§ **Task details**: In this exercise, return the whole listing exactly, excluding any images.

Entries from a dataset:
○ ○ ○ ○ ○ ○ ○

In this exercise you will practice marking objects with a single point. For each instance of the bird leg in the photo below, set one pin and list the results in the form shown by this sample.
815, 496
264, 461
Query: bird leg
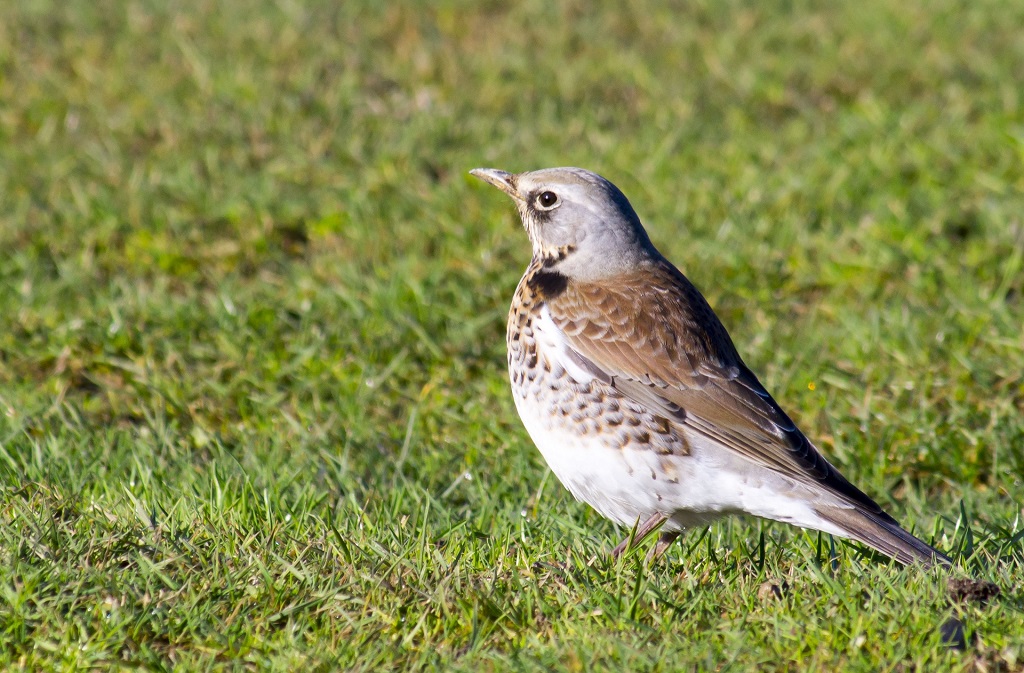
638, 534
665, 541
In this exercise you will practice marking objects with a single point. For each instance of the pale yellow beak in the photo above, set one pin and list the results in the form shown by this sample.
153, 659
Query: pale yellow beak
501, 179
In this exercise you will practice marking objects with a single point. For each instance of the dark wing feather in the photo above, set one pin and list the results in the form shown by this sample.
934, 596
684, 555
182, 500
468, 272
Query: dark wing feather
655, 337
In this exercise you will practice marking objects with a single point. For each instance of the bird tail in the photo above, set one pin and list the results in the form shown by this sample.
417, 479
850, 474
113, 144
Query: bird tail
883, 534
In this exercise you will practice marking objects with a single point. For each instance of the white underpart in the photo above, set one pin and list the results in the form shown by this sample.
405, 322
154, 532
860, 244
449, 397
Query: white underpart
629, 485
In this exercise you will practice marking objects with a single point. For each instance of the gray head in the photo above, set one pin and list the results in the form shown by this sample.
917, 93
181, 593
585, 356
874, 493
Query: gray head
577, 220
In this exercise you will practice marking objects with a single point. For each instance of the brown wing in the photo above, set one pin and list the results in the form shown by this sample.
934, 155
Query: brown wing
655, 337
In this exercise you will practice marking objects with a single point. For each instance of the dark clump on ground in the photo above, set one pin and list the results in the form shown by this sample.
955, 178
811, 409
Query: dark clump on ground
977, 591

○ ○ ○ ○ ○ ○ ○

§ **Answer in full**:
In this exercise you will practice marking objects with a single point. For each instance of the bird leg in the photo below, set one pin and list the results in the form shown by this sample.
815, 496
264, 461
Query: bird leg
638, 534
665, 541
In this exercise you will practice marking objects with a single point. For each instance of the pale yellow beak in the photo above, set one pin and list the results in the form shown by this sample.
153, 659
Query: pale yellow beak
501, 179
In this exercise you will practice marking objects with a single point. For each instance of the dark wing feather in the photo above, set one pin and list the results in the form shown by this sample.
934, 596
684, 555
182, 500
468, 272
Query: dark wing feather
655, 337
In this exercise you will practice marking objects with a single point. For each instance of the bird tail in the photo above, set one pin and list the results in the form shown by this sample.
417, 479
850, 474
113, 144
Query: bird tail
883, 534
In this exercise you will practice marking objects with a single point. For each instance of the white underpart in the photo above, set one pin and list the results in the form shown by this sample.
405, 322
154, 532
860, 244
449, 397
Query: white underpart
629, 485
In this exercise you will practice marking objects with a single point. For each instance of the gray head in the photo above, set one pin and list the results in the form shown by this sample.
917, 93
181, 593
585, 356
874, 493
Query: gray head
577, 220
In this exercise you will practice marking objects with a single point. For each instance of the brown wing in the photo above, set one pin and list the results in the form shown by this sample.
934, 155
Query: brown wing
655, 337
In this exercise you will practice marking objects with a single point. For each instance of the dark clump on ground in the photo above, set one pin and list the results in the form shown by this sample.
955, 178
811, 409
Query: dark clump on ground
977, 591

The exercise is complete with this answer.